(TASK): In the passage on recurrent and recursive networks, what kind of graph must represent the input structure in the inner approach?

Before delving into the description of the inner and outer approaches, it is useful to clarify the use of the terms recurrent and recursive networks. A recurrent neural network is a neural network that is represented by a directed graphs containing at least one directed cycle. A recursive network is a network that contains connection weights, often entire subnetworks, that are shared, often in a systematic way (Fig. 1). There is some flexibility in the degree and multiplicity of sharing that is required in order to be called recursive. For instance, at the low end, a convolutional network could be considered a recursive network, although the non-convolutional part of the network could be dominant. Likewise, a siamese network can also be called recursive, although it may combine only two copies of the same network. At the high end, any recurrent network unfolded in time yields a highly recursive network. Of course, the notion of recursive network becomes most useful when there is a regular pattern of connections, associated for instance with a lattice (see examples below).

Fig. 1
figure 1

From left to right: a recurrent networks with 3 neurons; b the same network unfolded in time; c a sequence of vectors \(V_t\) such that \(V_{t+1}=F_{t+1}(V_t)\); d the same sequence reparameterized using neural networks, shown as triangles of different colors with \(V_{t+1}=NN_{t+1}(V_t)\) (note in turn that each network can be different and, for instance, include many hidden layers); e corresponding recursive network obtained by using identical networks, or weight sharing, with \(V_{t+1}=NN(V_t)\) (Color figure online)

2 The inner approach

The inner approach requires that the input structure be represented by a directed acyclic graph (DAG). In the case of sequences problems, for instance, these graphs are typically based on left-to-right chains associated with Bayesian network representations such as Markov Models, Hidden Markov Models (HMMs), Factorial HMMs, and Input–Output HMMs (Koller and Friedman 2009). In the inner approach, the variables associated with each node of the DAG are a function of the variables associated with all the parent nodes, and this function is parameterized by a neural network [see, for instance, Baldi and Chauvin (1996), Goller and Kuchler (1996) and Frasconi et al. (1998)]. Furthermore, the weights of neural networks sharing a similar functionality can be shared, yielding a recursive neural network approach (Fig. 1c–e). Thus in this recursive approach the individual networks can be viewed as “crawling” the DAG from the inside, along its edges, in order to produce the final output. The acyclic nature of the overall graph ensures that the forward propagation always converges to a fixed output and that the backpropagation equations can be applied in order to compute gradients and adjust each parameter during learning. The application of the inner approach to a hidden Markov model (HMM) is illustrated in Fig. 2. In this case, the variable \(H_t\) representing the hidden state at time t and the variable \(O_t\) representing the output symbol (or the distribution over output symbols) can be parameterized recursively using two neural networks \(NN_H\) and \(NN_O\) in the form

$$\begin{aligned} H_t=NN_H(H_{t-1}) \quad O_t=NN_O(H_t) \end{aligned}$$
Fig. 2
figure 2

The inner approach applied to a hidden Markov model (HMM) for sequences. Top Bayesian network representation of an HMM, where \(H_t\) denotes the hidden state at time t, and \(O_t\) the symbol produced at time t. A recursive neural network model derived from the HMM by parameterizing the transitions between hidden states and the production of symbols using neural networks. The transition neural network can be shared for all values of t, and similarly for the production neural network. Note that the output of the production network can either be a deterministic function of \(H_t\) or, using a softmax unit, a probabilistic distribution over the symbols of the alphabet dependant on \(H_t\)

(DATASET):
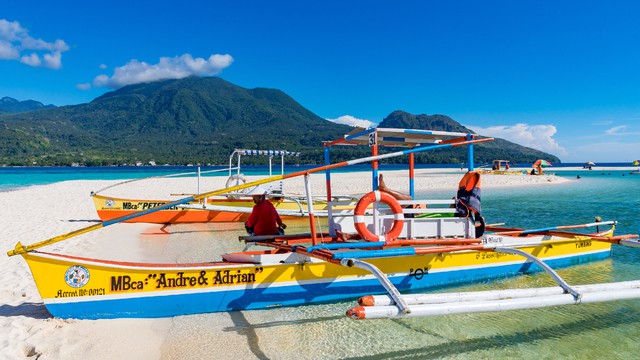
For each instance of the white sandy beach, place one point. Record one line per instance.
(37, 213)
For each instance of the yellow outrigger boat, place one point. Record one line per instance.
(397, 249)
(233, 206)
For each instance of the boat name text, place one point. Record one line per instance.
(180, 280)
(81, 292)
(127, 205)
(581, 244)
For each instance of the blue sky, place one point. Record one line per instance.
(559, 76)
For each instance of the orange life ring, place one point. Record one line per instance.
(362, 205)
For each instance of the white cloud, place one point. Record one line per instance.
(32, 59)
(16, 44)
(179, 67)
(603, 122)
(539, 137)
(352, 121)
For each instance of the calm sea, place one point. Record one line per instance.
(591, 331)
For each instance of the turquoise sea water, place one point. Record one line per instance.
(591, 331)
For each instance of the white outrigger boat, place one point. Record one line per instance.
(233, 206)
(371, 250)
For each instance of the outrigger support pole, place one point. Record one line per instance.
(393, 292)
(567, 288)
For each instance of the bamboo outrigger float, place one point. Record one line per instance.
(400, 250)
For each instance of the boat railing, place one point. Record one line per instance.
(422, 219)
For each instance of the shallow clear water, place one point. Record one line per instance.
(591, 331)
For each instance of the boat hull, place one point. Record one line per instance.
(82, 288)
(109, 208)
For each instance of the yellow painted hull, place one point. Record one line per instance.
(74, 287)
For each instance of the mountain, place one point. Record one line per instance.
(483, 152)
(10, 105)
(192, 120)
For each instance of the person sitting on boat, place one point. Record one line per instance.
(468, 200)
(264, 219)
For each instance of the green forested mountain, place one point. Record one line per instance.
(195, 120)
(10, 105)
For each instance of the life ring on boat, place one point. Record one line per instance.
(386, 198)
(235, 180)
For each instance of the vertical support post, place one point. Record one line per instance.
(412, 175)
(312, 218)
(470, 153)
(327, 176)
(327, 173)
(373, 143)
(198, 191)
(282, 172)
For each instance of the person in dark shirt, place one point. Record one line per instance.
(264, 219)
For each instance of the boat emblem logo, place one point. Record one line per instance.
(77, 276)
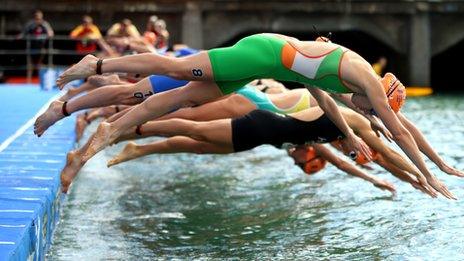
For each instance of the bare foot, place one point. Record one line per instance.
(48, 118)
(73, 164)
(69, 94)
(84, 68)
(129, 152)
(81, 123)
(102, 80)
(104, 136)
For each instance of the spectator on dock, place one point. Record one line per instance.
(162, 35)
(380, 65)
(38, 27)
(125, 28)
(89, 36)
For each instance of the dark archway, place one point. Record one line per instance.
(447, 69)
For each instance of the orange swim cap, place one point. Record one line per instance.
(395, 91)
(150, 37)
(361, 159)
(314, 165)
(306, 157)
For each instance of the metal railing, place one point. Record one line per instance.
(19, 54)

(ANSWER): A directed acyclic graph (DAG).